■ ZU LÖSENDE AUFGABEN
**A)** Zähle aus dem Artikel über Karikaturisten alle Bereiche auf, aus denen die Protagonisten stammen, die laut Text durch den Kakao gezogen werden.
**B)** Gib bitte aus dem Artikel über Karikaturisten den Abschnitt von „Inflation, Energieknappheit und“ bis einschließlich „mit feinsinnigen Geschichten.“ wortgetreu wieder.

■ AUSZUG ZUM LESEN
<<<<
Viel Bewegung in der Szene kritischer Karikaturisten

von Eugen Zentner

Lesedauer 5 Minuten

Zeitloses Gestaltensammelsurium

Inflation, Energieknappheit und neue Corona-Maßnahmen: Die Politik nimmt absurde wie katastrophale Züge an. Regiert wird von oben, ohne das Volk zu fragen. Dass mehr und mehr Bürger um ihre Existenz fürchten, scheint die Entscheidungsträger nicht zu interessieren. Sie verfolgen ihre eigenen Interessen und setzen sie ohne Rücksicht auf Verluste durch. Solche Zeiten rufen Karikaturisten geradezu auf den Plan. Dem Wahnsinn der Gegenwart ist nur mit Humor beizukommen, weshalb sich mittlerweile eine bunte Szene aus kreativen Köpfen herausgebildet hat, die den Mächtigen mit satirischen Cartoons, Comics oder Memes den Spiegel vorhalten. Darin gehen sie auf die tagesaktuellen Ereignisse ein und ziehen die Protagonisten aus Politik, Wirtschaft und Kultur durch den Kakao, mit provokanten Bildern, pointierten Sentenzen, aber auch mit feinsinnigen Geschichten.

Die ersten Karikaturisten wurden gleich zu Beginn der Corona-Krise aktiv. Als einer der profiliertesten gilt Berliner Grafikdesigner Bert Hochmiller. Seit Juni 2020 produziert er Cartoons und Memes am laufenden Band und veröffentlicht sie im eigenen Telegram-Kanal, der den vielsagenden Namen «Pandemimimi» trägt. Wer seine Werke betrachtet, stellt schnell fest, dass Hochmiller gerne auf die Popkultur Bezug nimmt – auf bekannte Märchen, Comics oder Filme. Durch bildhafte Anspielungen oder kreative Wortspiele werden so die Verfehlungen der politischen Prominenz satirisch überhöht, wobei Gesundheitsminister Karl Lauterbach besonders oft auftaucht. Ihn stellt der Karikaturist schon mal als Hannibal Lecter dar. „Teeparty beim verrückten Panikmacher“, heißt der Cartoon. Daneben steht Angela Merkel und nimmt einen Schluck aus der Tasse – „Angie im Wunderland“.
>>>>
Fotobasierte Daten zu referenziellen Ausdrücken:
<<<<
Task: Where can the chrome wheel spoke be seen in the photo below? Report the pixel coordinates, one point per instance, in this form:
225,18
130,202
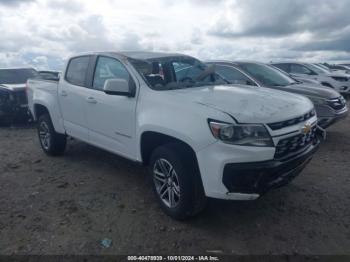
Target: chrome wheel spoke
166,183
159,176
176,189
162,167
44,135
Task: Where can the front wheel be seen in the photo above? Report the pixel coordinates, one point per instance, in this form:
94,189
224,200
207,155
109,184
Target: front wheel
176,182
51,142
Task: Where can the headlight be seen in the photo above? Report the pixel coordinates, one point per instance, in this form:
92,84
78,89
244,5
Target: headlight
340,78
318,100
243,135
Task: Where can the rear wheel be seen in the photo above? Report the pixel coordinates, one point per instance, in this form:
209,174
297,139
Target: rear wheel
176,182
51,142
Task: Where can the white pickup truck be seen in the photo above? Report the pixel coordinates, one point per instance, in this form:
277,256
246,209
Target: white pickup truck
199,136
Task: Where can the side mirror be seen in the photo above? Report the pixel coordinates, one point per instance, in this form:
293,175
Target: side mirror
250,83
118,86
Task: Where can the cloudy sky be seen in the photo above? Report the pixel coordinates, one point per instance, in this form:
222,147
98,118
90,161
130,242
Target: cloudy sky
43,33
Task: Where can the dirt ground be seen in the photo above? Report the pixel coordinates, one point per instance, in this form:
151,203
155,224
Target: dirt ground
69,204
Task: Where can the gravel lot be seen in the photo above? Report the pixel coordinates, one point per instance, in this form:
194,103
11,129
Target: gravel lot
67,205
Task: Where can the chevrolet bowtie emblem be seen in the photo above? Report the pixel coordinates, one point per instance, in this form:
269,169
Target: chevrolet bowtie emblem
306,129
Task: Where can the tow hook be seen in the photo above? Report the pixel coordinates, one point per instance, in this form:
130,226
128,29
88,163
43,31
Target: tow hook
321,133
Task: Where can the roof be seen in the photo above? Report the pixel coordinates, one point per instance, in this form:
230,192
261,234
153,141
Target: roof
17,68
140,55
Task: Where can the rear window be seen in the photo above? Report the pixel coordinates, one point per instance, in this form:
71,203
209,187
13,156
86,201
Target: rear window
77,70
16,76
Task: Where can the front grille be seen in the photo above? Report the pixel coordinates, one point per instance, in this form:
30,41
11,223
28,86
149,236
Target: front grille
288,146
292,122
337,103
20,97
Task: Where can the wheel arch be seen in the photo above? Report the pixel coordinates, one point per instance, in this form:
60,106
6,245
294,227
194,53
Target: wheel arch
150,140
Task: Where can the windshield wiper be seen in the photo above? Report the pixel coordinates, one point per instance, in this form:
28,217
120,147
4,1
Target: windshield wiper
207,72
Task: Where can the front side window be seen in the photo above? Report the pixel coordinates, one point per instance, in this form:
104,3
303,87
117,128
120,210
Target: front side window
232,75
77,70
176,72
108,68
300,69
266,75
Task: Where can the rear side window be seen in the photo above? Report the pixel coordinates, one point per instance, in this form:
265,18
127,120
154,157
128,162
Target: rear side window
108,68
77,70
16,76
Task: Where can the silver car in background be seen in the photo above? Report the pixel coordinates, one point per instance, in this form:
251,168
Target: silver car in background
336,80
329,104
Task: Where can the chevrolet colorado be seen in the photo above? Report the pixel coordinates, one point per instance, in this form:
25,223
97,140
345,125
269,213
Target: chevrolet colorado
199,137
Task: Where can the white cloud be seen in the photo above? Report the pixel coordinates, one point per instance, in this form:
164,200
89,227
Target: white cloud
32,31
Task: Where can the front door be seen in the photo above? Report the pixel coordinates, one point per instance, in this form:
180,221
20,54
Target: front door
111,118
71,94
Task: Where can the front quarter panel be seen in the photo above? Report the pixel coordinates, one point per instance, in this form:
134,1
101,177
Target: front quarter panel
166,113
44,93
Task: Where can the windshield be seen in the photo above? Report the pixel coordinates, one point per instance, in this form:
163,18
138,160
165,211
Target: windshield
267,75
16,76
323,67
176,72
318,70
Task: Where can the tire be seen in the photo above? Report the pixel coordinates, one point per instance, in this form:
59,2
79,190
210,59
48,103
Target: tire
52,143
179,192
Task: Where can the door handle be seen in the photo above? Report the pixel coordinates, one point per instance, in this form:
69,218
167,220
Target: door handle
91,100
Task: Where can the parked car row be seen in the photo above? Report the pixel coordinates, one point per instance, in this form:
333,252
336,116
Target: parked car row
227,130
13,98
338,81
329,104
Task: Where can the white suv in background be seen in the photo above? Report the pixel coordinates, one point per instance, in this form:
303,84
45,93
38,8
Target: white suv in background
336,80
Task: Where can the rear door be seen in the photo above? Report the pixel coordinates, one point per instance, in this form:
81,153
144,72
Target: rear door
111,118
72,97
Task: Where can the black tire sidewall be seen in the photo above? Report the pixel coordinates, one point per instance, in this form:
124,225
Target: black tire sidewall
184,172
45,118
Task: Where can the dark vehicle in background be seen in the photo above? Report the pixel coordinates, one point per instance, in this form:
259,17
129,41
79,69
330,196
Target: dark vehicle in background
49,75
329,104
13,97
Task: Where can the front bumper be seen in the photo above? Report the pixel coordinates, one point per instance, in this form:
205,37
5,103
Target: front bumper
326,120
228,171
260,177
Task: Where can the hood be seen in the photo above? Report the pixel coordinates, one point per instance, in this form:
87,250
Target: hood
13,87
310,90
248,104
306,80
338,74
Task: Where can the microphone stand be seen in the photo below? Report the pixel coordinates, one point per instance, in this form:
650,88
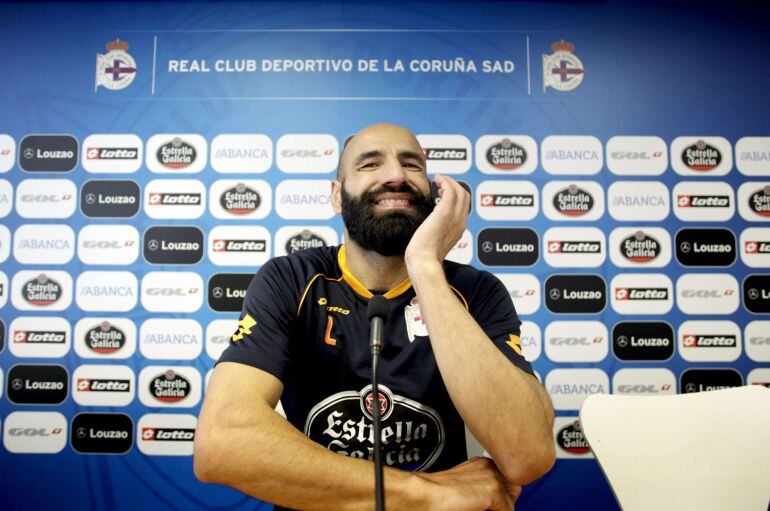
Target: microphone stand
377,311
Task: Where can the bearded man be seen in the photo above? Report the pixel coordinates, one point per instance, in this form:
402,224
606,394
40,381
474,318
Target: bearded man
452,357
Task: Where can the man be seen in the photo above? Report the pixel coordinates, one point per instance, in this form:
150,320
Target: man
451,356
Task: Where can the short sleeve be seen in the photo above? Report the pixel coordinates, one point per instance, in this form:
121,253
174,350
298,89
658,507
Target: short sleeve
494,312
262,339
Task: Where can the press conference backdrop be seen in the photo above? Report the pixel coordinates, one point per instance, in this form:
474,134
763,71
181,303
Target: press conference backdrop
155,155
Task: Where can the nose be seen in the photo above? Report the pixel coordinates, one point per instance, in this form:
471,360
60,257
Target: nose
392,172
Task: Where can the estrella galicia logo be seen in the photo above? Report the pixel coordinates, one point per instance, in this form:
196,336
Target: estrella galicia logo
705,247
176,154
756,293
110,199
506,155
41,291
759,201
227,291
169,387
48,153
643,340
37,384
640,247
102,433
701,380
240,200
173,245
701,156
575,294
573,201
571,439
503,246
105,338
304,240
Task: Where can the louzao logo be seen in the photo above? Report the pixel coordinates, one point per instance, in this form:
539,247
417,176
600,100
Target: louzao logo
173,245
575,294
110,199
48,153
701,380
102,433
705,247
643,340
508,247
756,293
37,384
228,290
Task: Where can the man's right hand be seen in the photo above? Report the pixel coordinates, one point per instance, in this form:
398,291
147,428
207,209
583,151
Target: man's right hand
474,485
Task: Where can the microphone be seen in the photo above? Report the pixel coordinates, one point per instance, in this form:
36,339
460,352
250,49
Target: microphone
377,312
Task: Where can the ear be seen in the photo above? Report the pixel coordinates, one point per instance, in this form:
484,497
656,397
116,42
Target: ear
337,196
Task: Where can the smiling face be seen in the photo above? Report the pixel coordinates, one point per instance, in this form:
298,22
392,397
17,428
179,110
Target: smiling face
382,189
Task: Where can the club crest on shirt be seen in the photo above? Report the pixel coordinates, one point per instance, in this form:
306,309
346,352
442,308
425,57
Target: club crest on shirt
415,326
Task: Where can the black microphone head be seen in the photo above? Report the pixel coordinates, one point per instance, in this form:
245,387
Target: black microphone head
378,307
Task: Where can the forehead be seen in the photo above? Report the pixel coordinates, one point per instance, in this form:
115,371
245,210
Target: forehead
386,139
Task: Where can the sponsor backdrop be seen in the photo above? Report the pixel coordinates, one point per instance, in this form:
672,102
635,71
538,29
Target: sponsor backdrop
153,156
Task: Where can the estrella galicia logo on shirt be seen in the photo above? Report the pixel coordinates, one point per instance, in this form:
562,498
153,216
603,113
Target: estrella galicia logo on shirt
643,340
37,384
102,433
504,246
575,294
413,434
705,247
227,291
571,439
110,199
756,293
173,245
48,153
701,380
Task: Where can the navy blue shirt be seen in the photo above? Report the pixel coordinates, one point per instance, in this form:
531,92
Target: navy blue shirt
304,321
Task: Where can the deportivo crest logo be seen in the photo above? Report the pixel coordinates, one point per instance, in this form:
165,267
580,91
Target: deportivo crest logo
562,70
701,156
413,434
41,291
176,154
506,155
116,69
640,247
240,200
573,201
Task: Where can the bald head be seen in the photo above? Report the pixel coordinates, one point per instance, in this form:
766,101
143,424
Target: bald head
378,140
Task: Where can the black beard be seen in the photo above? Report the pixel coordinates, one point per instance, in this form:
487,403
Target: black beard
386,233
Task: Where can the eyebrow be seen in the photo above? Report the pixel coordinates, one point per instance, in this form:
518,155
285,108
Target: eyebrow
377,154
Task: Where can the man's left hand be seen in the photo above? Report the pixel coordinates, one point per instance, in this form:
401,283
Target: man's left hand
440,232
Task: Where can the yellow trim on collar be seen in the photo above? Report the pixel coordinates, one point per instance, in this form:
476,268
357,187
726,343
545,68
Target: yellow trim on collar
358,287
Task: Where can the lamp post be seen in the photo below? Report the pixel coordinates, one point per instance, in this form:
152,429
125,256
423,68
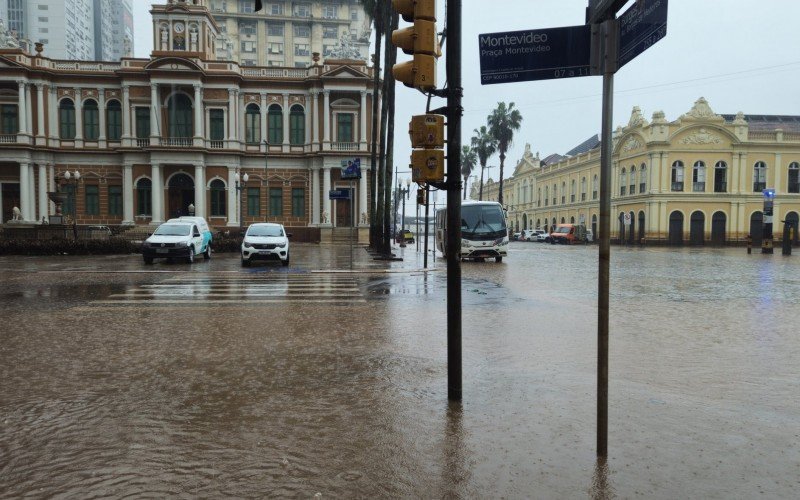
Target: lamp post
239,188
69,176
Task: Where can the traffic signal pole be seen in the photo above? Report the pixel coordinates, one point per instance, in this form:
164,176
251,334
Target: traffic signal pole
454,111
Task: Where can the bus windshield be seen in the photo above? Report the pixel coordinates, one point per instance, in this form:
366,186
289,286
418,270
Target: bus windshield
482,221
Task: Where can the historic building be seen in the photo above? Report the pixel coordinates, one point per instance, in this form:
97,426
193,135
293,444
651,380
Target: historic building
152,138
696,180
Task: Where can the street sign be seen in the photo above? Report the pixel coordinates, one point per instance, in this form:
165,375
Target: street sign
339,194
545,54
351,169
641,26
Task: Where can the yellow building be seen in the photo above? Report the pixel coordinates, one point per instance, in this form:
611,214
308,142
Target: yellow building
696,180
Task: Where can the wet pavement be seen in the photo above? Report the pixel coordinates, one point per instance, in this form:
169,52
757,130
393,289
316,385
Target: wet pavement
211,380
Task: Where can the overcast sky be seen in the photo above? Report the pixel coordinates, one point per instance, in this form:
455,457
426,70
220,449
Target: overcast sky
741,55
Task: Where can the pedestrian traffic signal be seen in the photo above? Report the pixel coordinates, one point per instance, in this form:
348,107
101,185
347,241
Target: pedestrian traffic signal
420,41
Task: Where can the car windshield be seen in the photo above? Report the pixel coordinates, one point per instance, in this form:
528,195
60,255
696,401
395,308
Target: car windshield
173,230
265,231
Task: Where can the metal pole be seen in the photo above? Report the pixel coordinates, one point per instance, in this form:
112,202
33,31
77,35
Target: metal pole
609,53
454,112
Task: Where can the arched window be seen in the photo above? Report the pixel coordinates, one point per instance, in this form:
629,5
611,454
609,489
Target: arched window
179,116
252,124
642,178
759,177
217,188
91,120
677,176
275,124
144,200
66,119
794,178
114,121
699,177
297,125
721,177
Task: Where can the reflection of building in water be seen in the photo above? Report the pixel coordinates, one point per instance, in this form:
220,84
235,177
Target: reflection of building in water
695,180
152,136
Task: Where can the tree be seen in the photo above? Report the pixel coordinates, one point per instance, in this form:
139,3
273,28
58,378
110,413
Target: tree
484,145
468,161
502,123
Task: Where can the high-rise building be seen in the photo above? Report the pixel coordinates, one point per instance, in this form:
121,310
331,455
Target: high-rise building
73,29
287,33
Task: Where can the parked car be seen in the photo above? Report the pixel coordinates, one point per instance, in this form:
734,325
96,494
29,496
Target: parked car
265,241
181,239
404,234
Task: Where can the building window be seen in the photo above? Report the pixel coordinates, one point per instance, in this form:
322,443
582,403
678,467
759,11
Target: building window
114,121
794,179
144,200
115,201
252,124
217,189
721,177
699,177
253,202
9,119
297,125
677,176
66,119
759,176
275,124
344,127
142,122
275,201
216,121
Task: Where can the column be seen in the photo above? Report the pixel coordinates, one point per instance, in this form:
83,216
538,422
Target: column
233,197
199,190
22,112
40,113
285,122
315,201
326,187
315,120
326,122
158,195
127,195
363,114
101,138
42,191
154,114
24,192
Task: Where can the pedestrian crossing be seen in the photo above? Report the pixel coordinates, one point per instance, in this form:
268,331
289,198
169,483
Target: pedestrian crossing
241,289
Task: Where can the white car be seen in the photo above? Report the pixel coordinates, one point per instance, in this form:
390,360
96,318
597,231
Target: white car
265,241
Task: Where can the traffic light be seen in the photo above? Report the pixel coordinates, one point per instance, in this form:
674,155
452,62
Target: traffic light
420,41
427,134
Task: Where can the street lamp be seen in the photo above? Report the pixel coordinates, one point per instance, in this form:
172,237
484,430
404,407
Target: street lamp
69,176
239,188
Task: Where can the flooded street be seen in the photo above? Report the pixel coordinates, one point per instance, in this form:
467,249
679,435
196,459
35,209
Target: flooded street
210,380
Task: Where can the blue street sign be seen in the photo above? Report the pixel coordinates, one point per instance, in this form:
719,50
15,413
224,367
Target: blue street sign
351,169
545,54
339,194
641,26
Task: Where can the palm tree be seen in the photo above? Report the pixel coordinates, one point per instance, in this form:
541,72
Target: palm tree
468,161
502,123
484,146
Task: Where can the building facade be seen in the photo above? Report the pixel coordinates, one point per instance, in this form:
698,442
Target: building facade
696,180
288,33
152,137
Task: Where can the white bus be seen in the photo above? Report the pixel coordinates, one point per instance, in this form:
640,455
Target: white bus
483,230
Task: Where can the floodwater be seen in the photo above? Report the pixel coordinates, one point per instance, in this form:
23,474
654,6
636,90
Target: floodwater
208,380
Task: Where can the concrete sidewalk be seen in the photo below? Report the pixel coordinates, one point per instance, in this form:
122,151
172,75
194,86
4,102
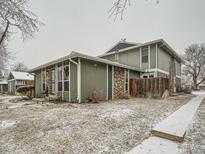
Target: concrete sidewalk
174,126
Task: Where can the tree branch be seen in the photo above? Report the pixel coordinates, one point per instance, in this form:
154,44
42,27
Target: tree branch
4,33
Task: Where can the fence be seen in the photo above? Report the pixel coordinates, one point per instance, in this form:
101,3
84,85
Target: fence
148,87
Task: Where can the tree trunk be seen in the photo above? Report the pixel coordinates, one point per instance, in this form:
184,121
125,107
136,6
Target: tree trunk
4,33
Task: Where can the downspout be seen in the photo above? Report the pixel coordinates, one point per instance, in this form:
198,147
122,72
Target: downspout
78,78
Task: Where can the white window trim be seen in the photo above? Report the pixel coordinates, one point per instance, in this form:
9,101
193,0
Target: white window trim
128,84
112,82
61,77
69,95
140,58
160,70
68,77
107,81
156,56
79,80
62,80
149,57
>>>>
■ LÖSUNGEN JE AUFGABE
**A)** Politik, Wirtschaft, Kultur

**B)**
Inflation, Energieknappheit und neue Corona-Maßnahmen: Die Politik nimmt absurde wie katastrophale Züge an. Regiert wird von oben, ohne das Volk zu fragen. Dass mehr und mehr Bürger um ihre Existenz fürchten, scheint die Entscheidungsträger nicht zu interessieren. Sie verfolgen ihre eigenen Interessen und setzen sie ohne Rücksicht auf Verluste durch. Solche Zeiten rufen Karikaturisten geradezu auf den Plan. Dem Wahnsinn der Gegenwart ist nur mit Humor beizukommen, weshalb sich mittlerweile eine bunte Szene aus kreativen Köpfen herausgebildet hat, die den Mächtigen mit satirischen Cartoons, Comics oder Memes den Spiegel vorhalten. Darin gehen sie auf die tagesaktuellen Ereignisse ein und ziehen die Protagonisten aus Politik, Wirtschaft und Kultur durch den Kakao, mit provokanten Bildern, pointierten Sentenzen, aber auch mit feinsinnigen Geschichten.